Swap "tag" for "mark" throughout the listing below and reproduce it with everything else unchanged.

- **Records provided**
★ ★ ★ ★

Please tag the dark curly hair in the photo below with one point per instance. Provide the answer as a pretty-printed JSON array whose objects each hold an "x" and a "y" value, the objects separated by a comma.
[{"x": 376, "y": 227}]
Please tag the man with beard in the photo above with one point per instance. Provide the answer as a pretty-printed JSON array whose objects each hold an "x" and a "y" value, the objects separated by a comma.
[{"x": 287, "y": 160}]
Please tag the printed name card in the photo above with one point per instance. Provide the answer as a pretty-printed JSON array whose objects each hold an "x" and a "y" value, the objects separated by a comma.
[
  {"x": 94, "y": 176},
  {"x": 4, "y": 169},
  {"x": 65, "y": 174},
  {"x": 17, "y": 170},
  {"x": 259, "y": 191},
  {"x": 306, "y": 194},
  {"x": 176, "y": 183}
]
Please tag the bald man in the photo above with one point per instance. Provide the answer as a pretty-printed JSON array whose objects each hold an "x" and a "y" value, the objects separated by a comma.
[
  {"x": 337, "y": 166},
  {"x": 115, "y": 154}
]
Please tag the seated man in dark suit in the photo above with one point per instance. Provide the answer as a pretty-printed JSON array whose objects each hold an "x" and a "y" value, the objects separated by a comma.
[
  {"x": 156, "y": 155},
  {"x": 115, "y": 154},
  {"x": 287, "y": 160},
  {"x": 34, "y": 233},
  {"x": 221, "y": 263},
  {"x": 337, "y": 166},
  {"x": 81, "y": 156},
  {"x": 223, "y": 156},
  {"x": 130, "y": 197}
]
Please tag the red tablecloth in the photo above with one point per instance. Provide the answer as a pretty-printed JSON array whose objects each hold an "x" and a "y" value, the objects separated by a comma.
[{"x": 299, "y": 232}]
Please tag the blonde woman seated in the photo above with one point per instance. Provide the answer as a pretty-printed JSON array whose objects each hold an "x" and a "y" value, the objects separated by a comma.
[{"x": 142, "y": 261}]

★ ★ ★ ★

- **Result**
Please mark the dark curly hair in the photo below with one point per instance. Provide the answer as a pretty-printed JSON array whose objects each hold an "x" and a "y" value, the objects separated by a comma.
[{"x": 376, "y": 227}]
Please mark the man with beard in the photo above with one point per instance. Provide the answer as a pretty-printed JSON array whose objects each hold an "x" and a "y" value, the objects separated by a comma.
[{"x": 287, "y": 160}]
Please mark the printed name card in the photo above with one point per instance. Provide the answer as a pretty-printed JSON array whose objects each hold an "x" and a "y" value, the objects separated by a comma.
[
  {"x": 94, "y": 176},
  {"x": 4, "y": 169},
  {"x": 65, "y": 174},
  {"x": 17, "y": 170},
  {"x": 259, "y": 191},
  {"x": 306, "y": 194},
  {"x": 176, "y": 183}
]
Please mark the bald man in the photo above with one point per instance. Provide the answer as a pretty-printed JSON array whose objects each hold an "x" and a "y" value, the objects separated by a comma.
[
  {"x": 337, "y": 166},
  {"x": 115, "y": 154}
]
Please mark the seated man in dark suit in the photo above with one point per instance. Provide the answer as a pretty-printed JSON array whose objects each hold an "x" and a "y" value, the objects separated by a comma.
[
  {"x": 156, "y": 155},
  {"x": 115, "y": 154},
  {"x": 287, "y": 160},
  {"x": 34, "y": 233},
  {"x": 221, "y": 263},
  {"x": 337, "y": 166},
  {"x": 81, "y": 156},
  {"x": 223, "y": 156},
  {"x": 130, "y": 197}
]
Please mark the red tablecloth in the photo above with one point per instance. Provide the answer as a pretty-printed JSON array whose objects each hold an "x" and a "y" value, the objects separated by a comma.
[{"x": 299, "y": 232}]
Please mark the blonde woman seated in the photo above with one point per instance. Provide the answer as a pretty-printed JSON array whose objects each hold an "x" and a "y" value, the objects separated by a comma.
[{"x": 142, "y": 261}]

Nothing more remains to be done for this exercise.